## Problem to work on
Every record must be repeated exactly, with no omission.

+ + + + + + +

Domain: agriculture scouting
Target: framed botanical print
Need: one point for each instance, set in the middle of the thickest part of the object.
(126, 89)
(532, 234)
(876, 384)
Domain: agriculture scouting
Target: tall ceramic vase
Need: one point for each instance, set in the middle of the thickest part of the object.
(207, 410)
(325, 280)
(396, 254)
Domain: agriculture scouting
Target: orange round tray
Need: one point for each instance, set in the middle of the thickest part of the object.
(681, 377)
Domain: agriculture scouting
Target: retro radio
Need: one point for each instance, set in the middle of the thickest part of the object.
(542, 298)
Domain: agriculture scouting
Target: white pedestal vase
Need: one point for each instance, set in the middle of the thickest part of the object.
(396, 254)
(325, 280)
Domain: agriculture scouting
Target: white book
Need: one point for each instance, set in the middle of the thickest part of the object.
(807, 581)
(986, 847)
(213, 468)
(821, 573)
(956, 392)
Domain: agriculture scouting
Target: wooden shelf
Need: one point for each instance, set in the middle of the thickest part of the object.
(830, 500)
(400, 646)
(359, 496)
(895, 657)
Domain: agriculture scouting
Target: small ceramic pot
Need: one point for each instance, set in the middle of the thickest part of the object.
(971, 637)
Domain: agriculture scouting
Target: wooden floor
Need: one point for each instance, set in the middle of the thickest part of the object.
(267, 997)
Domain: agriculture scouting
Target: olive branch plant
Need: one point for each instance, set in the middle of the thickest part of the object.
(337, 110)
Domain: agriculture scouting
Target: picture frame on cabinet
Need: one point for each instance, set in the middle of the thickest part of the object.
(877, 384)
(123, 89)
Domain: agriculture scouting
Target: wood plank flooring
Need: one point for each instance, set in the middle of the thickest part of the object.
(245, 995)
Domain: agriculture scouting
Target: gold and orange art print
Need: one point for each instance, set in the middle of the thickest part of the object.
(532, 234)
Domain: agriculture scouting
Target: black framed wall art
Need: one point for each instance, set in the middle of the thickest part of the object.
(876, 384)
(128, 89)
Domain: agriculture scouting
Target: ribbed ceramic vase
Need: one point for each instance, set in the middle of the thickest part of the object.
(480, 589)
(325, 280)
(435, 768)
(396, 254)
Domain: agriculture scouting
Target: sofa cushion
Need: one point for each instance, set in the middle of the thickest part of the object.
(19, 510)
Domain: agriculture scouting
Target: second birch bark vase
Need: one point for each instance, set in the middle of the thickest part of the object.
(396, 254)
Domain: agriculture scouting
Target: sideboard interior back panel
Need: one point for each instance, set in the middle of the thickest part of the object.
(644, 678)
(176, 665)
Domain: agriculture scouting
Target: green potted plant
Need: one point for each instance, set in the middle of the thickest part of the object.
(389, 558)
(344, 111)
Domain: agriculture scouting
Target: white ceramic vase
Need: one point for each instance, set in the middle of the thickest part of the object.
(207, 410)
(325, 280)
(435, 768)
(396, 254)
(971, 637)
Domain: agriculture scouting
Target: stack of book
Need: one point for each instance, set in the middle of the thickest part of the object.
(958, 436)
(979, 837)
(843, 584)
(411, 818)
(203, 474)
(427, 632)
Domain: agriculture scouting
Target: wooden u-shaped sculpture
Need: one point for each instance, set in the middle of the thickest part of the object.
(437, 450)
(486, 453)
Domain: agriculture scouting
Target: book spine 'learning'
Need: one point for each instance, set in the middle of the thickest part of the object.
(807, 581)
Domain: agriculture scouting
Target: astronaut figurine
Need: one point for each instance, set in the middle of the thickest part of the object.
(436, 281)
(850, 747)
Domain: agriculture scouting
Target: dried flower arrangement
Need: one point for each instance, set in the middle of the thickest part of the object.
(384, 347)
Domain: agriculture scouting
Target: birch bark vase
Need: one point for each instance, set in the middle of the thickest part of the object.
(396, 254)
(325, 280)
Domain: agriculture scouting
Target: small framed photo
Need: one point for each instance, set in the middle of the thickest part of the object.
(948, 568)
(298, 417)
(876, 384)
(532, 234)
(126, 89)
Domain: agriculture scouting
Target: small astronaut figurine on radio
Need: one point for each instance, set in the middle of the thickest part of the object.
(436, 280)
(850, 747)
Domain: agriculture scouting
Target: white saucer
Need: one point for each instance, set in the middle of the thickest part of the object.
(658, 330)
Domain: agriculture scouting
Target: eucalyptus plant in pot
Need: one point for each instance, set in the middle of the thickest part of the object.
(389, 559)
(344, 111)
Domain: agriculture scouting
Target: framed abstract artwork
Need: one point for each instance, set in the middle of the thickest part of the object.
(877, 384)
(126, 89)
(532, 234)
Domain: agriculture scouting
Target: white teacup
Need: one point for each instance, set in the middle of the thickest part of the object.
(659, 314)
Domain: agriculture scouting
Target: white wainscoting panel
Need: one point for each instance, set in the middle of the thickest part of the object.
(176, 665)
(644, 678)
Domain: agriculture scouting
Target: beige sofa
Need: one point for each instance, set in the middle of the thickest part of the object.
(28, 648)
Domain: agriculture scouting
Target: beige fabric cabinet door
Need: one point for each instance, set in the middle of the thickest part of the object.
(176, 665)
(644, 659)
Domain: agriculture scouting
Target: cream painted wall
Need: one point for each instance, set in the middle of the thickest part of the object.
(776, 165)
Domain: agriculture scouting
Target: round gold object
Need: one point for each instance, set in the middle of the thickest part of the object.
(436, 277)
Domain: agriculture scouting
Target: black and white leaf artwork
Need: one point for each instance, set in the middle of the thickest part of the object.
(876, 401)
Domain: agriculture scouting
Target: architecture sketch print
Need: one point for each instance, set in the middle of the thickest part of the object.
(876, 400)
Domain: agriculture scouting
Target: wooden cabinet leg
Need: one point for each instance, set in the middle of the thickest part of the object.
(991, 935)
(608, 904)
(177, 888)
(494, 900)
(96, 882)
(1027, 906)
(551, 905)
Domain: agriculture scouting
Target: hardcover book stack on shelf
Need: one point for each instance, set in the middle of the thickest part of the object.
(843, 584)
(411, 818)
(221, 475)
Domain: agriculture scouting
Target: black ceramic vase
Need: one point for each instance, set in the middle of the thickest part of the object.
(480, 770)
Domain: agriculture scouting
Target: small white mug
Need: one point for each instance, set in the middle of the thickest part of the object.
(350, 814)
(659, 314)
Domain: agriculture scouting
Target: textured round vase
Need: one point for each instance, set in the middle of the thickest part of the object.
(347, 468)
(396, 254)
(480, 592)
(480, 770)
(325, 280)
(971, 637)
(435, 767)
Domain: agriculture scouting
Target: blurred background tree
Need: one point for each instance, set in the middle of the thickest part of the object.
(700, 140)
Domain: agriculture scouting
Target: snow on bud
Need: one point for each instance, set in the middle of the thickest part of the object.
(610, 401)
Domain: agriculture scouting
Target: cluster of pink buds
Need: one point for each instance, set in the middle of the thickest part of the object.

+ + + + + + +

## Reply
Domain: agriculture scouting
Target: framed botanical print
Need: one point for each instance, set in the middle of the thickest part of the object.
(126, 89)
(532, 234)
(876, 384)
Domain: agriculture scouting
Target: tall ceramic vase
Need: one point for each instance, set in the middle of the thickest part of the object.
(207, 410)
(325, 280)
(396, 254)
Domain: agriculture scouting
Target: orange round tray
Need: one point for each instance, set in the middle of the thickest part of the object.
(681, 377)
Domain: agriculture scouting
Target: retro radio
Need: one point for each instance, set in the middle of the thickest part of the object.
(542, 298)
Domain: agriculture scouting
Target: white pedestal vase
Need: one point for each instance, set in the middle of the thickest part of the object.
(396, 254)
(325, 280)
Domain: agriculture scouting
Target: white book
Need: one point for each instance, set in the middle of the thickest part of the object.
(807, 581)
(986, 847)
(213, 468)
(821, 573)
(956, 392)
Domain: agriculture scouting
Target: wooden shelf
Need: one point for each instance, set in the middle of the thickest part of the object.
(830, 500)
(400, 646)
(359, 496)
(895, 657)
Domain: agriculture scouting
Target: small ceramic pot
Need: one point for each instance, set in the middle of the thickest part of the object.
(971, 637)
Domain: agriculture scouting
Target: wooden floor
Need: one point for each instance, set in the middle of the thickest part of the object.
(267, 997)
Domain: agriculture scouting
Target: olive branch plant
Need: one point for each instance, set in the middle of the thickest part of the object.
(337, 110)
Domain: agriculture scouting
Target: picture frame on cabinet
Need: one point for each instance, set in the middle of the thickest part of the object.
(877, 384)
(123, 89)
Domain: agriculture scouting
Target: wood plank flooring
Need: one point for each instance, set in the middle of the thickest part of the object.
(245, 995)
Domain: agriculture scouting
Target: gold and orange art print
Need: one point for each instance, set in the middle of the thickest part of the object.
(532, 234)
Domain: agriculture scouting
Target: black framed wall art
Need: one point for each instance, set in the middle of the thickest part of the object.
(876, 384)
(128, 89)
Domain: agriculture scouting
Target: ribbed ceramic vase
Need: one point for each instance, set in the middle of the thickest part of the object.
(480, 589)
(325, 280)
(435, 768)
(396, 254)
Domain: agriculture scouting
Target: sofa cushion
Need: one point for each instance, set in the middle of the thickest part of the object.
(19, 510)
Domain: agriculture scouting
Target: second birch bark vase
Need: one point for each instance, set in the middle of the thickest part of the object.
(396, 254)
Domain: agriculture scouting
Target: sideboard interior back panel
Need: one point for each instance, set in the middle of the thickest part of the object.
(644, 678)
(176, 665)
Domain: agriculture scouting
Target: green potted plant
Need: one point for each instance, set in the middle of the thickest part of the object.
(389, 558)
(344, 111)
Domain: agriculture scouting
Target: white ceramic vase
Need: one point for each instance, set in the middle of the thickest part of the object.
(207, 410)
(325, 280)
(435, 768)
(396, 254)
(971, 637)
Domain: agriculture scouting
Target: stack of book
Need: one point for each instance, set in the middle of the thickest part of the object.
(958, 436)
(979, 837)
(843, 584)
(411, 818)
(203, 474)
(427, 632)
Domain: agriculture scouting
Target: wooden u-shaped sculpture
Need: one point for each instance, set in the middle of the thickest part of the object.
(437, 450)
(486, 453)
Domain: agriculture scouting
Target: book spine 'learning'
Need: one point for each instance, set in the middle of the thickest part of the object.
(807, 581)
Domain: agriculture scouting
Target: astronaut figurine
Need: one point for each instance, set in the middle of the thickest part of the object.
(436, 281)
(850, 747)
Domain: agriculture scouting
Target: dried flower arrangement
Need: one point for each instance, set in the middle of the thickest part of the object.
(384, 347)
Domain: agriculture scouting
Target: birch bark vase
Need: one point for each instance, set in the middle of the thickest part of the object.
(396, 254)
(325, 280)
Domain: agriculture scouting
Target: small framed photo
Need: one point for each instance, set in the middle of the thickest part of the object.
(948, 568)
(298, 417)
(876, 384)
(532, 234)
(126, 89)
Domain: agriculture scouting
Target: small astronaut figurine on radio
Need: one point for each instance, set in the middle of the thickest part of the object.
(436, 280)
(850, 747)
Domain: agriculture scouting
Target: white saucer
Need: one point for each instance, set in the middle of the thickest part of the object.
(658, 330)
Domain: agriculture scouting
Target: eucalyptus plant in pot
Need: one point for each instance, set in the middle of the thickest part of the object.
(389, 559)
(344, 111)
Domain: agriculture scouting
Target: framed abstract artwork
Need: one point for each instance, set in the middle of the thickest part of the object.
(877, 384)
(126, 89)
(532, 234)
Domain: agriculture scouting
Target: white teacup
Need: one point for each instance, set in the middle of the thickest part of the object.
(659, 314)
Domain: agriculture scouting
Target: white wainscoting panel
Need: one point for each instance, set in the middle of the thickest part of the object.
(176, 665)
(644, 678)
Domain: agriculture scouting
Target: beige sofa
Need: one point for each instance, set in the middle of the thickest part of the object.
(28, 648)
Domain: agriculture scouting
Target: beige fabric cabinet door
Need: one point for each instance, set in the middle of the thickest part of the object.
(176, 665)
(644, 659)
Domain: agriculture scouting
Target: cream painted wall
Need: one point for each instance, set in the middle of the thickest part of the object.
(776, 165)
Domain: agriculture scouting
Target: round gold object
Need: one point for each instance, set in the middle of the thickest part of the object.
(436, 277)
Domain: agriculture scouting
Target: black and white leaf artwork
Need: one point for each instance, set in the middle of the thickest part of the object.
(876, 401)
Domain: agriculture scouting
Target: architecture sketch print
Need: one point for each instance, set in the middle of the thickest part of the object.
(876, 400)
Domain: agriculture scouting
Target: wooden cabinet leg
Need: one point for each instance, set in the middle of the thickest part of the object.
(991, 935)
(608, 904)
(177, 888)
(494, 900)
(96, 882)
(1027, 906)
(551, 905)
Domain: agriculture scouting
Target: hardcover book stack on shelf
Need: one point for each instance, set in the middle of the thickest part of the object.
(843, 584)
(411, 818)
(221, 475)
Domain: agriculture scouting
Target: black ceramic vase
Need: one point for each instance, set in the middle of the thickest part of the object.
(480, 770)
Domain: agriculture scouting
Target: small white mug
Need: one point for each instance, set in the middle of the thickest part of the object.
(350, 814)
(659, 314)
Domain: agriculture scouting
Target: textured round vase
Need: one point for each instance, set in the middle of the thickest part of the object.
(347, 468)
(396, 254)
(480, 592)
(480, 770)
(325, 280)
(971, 637)
(435, 767)
Domain: agriculture scouting
Target: blurred background tree
Need: one point for each instance, set in the middle of the thickest part of the object.
(700, 140)
Domain: agriculture scouting
Target: snow on bud
Need: one point for each instance, set in the middle of the thickest part of the object.
(610, 401)
Domain: agriculture scouting
Target: cluster of pink buds
Need: one point for each instance, set in the middle of the thickest part of the object.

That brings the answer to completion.